SOURCE RECORDS –
>> START

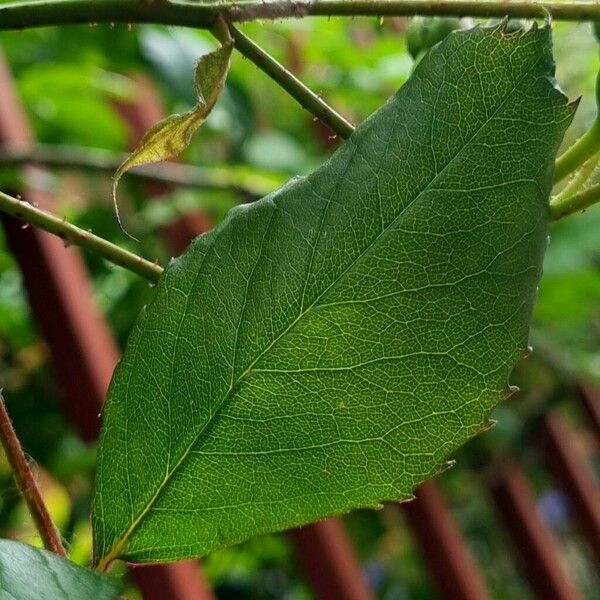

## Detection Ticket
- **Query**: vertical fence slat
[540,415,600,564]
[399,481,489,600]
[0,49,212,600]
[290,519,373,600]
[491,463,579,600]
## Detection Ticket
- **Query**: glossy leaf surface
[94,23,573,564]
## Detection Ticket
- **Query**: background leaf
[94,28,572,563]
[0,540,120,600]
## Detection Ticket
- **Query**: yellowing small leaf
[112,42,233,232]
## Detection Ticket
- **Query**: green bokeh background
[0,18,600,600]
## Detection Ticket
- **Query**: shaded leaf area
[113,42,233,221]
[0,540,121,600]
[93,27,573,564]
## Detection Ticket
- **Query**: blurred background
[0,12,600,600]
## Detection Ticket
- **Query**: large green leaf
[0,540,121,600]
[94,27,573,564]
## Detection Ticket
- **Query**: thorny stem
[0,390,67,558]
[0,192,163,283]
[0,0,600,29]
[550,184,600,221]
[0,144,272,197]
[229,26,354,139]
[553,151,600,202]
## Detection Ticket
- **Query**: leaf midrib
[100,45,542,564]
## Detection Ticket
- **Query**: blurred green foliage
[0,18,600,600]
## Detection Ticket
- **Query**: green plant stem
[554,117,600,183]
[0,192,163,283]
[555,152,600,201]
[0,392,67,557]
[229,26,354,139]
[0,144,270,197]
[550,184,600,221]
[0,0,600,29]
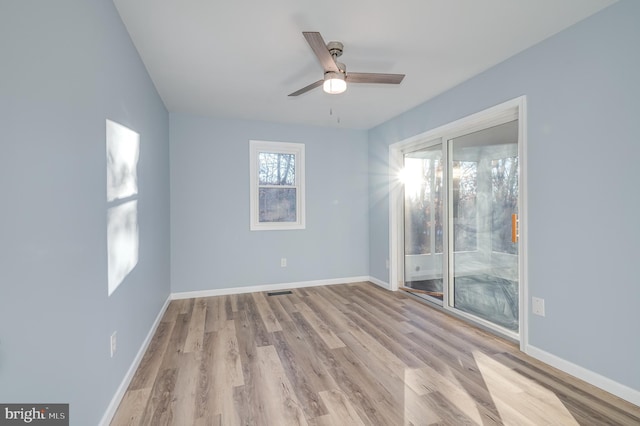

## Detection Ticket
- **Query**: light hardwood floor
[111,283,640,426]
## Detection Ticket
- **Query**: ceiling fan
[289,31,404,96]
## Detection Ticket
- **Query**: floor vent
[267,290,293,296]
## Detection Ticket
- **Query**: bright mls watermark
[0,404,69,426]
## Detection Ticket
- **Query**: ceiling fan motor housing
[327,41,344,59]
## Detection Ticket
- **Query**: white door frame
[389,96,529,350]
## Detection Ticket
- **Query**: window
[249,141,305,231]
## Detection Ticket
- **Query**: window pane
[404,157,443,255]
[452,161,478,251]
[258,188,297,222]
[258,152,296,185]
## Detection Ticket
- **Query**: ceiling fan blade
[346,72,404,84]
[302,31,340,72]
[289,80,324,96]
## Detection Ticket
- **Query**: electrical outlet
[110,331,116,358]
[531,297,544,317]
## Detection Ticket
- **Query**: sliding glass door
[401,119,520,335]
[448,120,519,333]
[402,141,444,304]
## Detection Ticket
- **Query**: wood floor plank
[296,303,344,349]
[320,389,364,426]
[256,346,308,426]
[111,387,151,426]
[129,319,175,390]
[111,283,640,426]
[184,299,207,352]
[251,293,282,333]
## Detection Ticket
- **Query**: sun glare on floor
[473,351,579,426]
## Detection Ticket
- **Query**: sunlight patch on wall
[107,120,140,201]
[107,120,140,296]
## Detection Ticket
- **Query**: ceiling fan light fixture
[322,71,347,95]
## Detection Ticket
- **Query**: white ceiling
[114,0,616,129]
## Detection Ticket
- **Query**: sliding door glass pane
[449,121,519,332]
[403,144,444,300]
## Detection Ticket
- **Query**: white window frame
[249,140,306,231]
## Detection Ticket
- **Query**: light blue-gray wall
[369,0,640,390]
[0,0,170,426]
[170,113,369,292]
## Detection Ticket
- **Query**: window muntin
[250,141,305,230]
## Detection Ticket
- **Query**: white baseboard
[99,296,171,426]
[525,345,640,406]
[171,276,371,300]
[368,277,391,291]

>> END

STATED GOAL – Pull out every line of the listing above that contains the word "sliding".

EXPECTED ANSWER –
- **Query**: sliding glass door
- **Query**: sliding door glass pane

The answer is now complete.